**WHAT YOU HAVE TO DO:** Please identify each line in the data below that contains the word "right", and copy those lines in full.

**DATA TO USE:**
..........
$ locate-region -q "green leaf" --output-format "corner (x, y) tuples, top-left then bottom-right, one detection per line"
..........
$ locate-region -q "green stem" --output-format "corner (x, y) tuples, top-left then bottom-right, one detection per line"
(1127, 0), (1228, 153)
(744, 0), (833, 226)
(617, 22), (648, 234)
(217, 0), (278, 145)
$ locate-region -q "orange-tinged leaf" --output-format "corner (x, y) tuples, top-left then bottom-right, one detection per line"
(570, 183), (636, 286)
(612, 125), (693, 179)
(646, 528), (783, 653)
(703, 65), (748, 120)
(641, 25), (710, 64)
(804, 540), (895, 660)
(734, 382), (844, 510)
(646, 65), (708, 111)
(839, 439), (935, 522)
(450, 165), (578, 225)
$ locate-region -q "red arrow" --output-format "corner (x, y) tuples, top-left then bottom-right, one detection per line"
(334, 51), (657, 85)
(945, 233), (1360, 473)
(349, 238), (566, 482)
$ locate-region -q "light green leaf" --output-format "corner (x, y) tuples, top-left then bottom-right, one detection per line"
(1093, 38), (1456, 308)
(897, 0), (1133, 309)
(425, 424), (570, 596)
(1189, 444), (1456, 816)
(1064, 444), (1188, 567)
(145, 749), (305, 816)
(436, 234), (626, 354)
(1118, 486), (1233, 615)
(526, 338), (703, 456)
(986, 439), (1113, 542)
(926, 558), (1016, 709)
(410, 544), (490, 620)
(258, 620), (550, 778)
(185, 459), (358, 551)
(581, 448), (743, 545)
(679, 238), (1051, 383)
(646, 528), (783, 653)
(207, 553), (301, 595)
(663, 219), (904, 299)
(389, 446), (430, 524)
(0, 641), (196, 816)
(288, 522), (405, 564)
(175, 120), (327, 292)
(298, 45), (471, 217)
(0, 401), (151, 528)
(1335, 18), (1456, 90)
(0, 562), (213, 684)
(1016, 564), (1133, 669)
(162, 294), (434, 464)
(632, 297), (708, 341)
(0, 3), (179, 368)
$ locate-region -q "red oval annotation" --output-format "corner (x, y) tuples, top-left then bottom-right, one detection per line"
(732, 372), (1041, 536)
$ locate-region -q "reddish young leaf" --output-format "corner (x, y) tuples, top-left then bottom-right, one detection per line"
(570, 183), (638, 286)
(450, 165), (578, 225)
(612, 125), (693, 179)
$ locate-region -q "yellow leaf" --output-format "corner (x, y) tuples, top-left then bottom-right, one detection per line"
..........
**ANSWER:**
$ locate-region -q "green leaf" --output-format "corner (x, y) tuples, top-left then bottom-right, one detection per line"
$ locate-region -q "green stem" --output-format "corner (x, y) tuples, top-left then bottom-right, one detection per line"
$ locate-region -q "orange-tinged leaf" --output-format "corner (x, y) tuples, top-left then bottom-right, one detection per line"
$ locate-region -q "red arrow" --output-format "corner (x, y) tuples, top-left then bottom-right, one detection per line"
$ locate-region -q "light green leaf" --output-format "corner (x, y) tuples, top-left then bottom-right, one detection per line"
$ locate-region -q "red oval annotation" --output-format "corner (x, y) tuples, top-left then bottom-right, one detection per line"
$ locate-region -q "reddish young leaf" --output-format "corner (x, y) tuples, top-left then bottom-right, one detection per line"
$ locate-region -q "yellow leaf" --output-format "corner (x, y) tuples, top-left then bottom-right, one detection per line"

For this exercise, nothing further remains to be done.